**Directions**
Transcribe only what runs from the line including "bbox: pink beanie" through the last line of the entries, exactly as it appears.

**Records for this task**
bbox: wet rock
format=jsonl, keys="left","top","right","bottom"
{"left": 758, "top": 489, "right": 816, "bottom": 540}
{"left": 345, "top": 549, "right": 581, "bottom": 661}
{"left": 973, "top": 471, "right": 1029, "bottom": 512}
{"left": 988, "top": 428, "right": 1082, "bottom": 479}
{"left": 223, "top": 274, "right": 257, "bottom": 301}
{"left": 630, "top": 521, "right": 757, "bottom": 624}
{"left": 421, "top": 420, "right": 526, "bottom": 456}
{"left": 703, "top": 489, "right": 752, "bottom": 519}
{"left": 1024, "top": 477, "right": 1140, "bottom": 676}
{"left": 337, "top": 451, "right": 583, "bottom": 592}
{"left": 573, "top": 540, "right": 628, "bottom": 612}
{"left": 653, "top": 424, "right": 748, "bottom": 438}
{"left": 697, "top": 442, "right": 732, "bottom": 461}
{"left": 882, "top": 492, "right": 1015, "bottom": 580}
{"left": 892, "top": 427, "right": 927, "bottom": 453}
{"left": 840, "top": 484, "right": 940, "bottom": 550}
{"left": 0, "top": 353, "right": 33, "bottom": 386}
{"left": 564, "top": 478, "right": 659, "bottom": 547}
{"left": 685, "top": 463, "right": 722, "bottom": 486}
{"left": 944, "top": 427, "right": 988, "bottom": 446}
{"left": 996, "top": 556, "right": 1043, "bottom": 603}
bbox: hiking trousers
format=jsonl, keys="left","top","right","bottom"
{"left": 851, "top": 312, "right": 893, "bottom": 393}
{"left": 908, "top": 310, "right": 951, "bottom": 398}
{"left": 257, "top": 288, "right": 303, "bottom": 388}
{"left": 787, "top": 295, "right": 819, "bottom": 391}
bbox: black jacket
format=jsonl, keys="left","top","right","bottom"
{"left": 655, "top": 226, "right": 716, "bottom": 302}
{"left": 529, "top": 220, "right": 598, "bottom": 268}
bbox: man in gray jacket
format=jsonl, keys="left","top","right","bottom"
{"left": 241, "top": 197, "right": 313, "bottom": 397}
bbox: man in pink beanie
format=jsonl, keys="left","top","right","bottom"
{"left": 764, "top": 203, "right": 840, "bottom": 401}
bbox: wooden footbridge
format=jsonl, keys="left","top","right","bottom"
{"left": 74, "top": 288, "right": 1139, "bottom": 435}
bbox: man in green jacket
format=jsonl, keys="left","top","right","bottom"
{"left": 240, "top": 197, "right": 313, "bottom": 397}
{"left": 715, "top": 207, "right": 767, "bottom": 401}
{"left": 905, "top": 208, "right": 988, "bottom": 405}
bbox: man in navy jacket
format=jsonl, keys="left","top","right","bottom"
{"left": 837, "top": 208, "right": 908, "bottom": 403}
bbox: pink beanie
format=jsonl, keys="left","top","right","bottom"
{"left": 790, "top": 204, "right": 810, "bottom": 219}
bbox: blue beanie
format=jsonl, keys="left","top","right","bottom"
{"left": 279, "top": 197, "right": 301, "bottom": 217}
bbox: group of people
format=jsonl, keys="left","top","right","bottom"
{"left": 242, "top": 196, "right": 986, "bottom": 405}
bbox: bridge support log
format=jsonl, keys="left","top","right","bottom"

**Response**
bbox: pink beanie
format=jsonl, keys="left","top","right","bottom"
{"left": 790, "top": 204, "right": 810, "bottom": 219}
bbox: blue beanie
format=jsonl, keys="left","top","right","bottom"
{"left": 279, "top": 197, "right": 301, "bottom": 217}
bbox: group of people
format=jsonl, keys="left","top","right","bottom"
{"left": 242, "top": 196, "right": 986, "bottom": 405}
bbox: bridge support log
format=jsonl, keys="left","top","right","bottom"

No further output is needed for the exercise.